» **DATA SECTION**
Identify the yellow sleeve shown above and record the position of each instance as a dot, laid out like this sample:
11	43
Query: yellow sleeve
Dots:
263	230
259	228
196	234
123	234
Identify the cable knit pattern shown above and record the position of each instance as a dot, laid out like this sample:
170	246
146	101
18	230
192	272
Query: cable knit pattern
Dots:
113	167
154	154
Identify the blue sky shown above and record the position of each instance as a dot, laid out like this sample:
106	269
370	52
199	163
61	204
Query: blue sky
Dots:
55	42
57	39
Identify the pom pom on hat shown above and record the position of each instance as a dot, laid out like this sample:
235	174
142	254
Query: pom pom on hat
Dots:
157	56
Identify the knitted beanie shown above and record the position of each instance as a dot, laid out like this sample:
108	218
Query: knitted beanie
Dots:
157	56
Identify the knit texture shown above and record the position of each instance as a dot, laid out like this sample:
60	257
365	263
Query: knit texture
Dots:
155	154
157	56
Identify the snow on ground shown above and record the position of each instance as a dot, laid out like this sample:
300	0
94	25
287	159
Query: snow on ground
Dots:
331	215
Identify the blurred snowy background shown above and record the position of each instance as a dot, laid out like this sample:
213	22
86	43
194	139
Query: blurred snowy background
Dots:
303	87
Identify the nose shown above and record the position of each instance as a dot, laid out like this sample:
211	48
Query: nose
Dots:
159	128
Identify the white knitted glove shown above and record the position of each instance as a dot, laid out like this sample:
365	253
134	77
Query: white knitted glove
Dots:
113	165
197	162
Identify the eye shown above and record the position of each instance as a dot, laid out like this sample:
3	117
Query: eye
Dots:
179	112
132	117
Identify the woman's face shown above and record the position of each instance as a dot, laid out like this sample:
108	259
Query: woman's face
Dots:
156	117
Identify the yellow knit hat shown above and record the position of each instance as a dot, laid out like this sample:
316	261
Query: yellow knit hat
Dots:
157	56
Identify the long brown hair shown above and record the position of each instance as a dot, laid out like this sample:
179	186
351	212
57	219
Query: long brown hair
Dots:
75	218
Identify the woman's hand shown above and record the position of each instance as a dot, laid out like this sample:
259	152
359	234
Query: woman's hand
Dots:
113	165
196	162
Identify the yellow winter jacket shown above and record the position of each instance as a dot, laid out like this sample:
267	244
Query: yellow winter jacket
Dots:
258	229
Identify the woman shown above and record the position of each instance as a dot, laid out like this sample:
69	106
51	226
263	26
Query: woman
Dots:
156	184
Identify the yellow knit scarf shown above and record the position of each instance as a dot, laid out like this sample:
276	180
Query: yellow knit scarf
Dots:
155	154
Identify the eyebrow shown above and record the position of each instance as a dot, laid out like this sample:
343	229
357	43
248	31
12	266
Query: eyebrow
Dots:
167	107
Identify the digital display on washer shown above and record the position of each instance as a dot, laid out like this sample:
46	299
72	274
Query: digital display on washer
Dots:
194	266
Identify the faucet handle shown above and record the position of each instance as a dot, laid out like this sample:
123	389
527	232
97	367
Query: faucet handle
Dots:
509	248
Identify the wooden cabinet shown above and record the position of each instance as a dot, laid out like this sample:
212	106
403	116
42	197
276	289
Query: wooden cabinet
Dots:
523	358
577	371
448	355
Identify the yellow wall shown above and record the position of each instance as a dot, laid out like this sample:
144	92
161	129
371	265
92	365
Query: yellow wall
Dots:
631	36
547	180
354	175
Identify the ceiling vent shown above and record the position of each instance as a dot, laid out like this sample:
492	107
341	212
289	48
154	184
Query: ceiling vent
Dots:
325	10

» **WHAT YOU SHOULD DO**
In the entries above, find lines with "long" and copy each.

» **TASK RESULT**
Identify the long brown hair shown above and record the position of each instance as a dot, laid out like this sample:
Query: long brown hair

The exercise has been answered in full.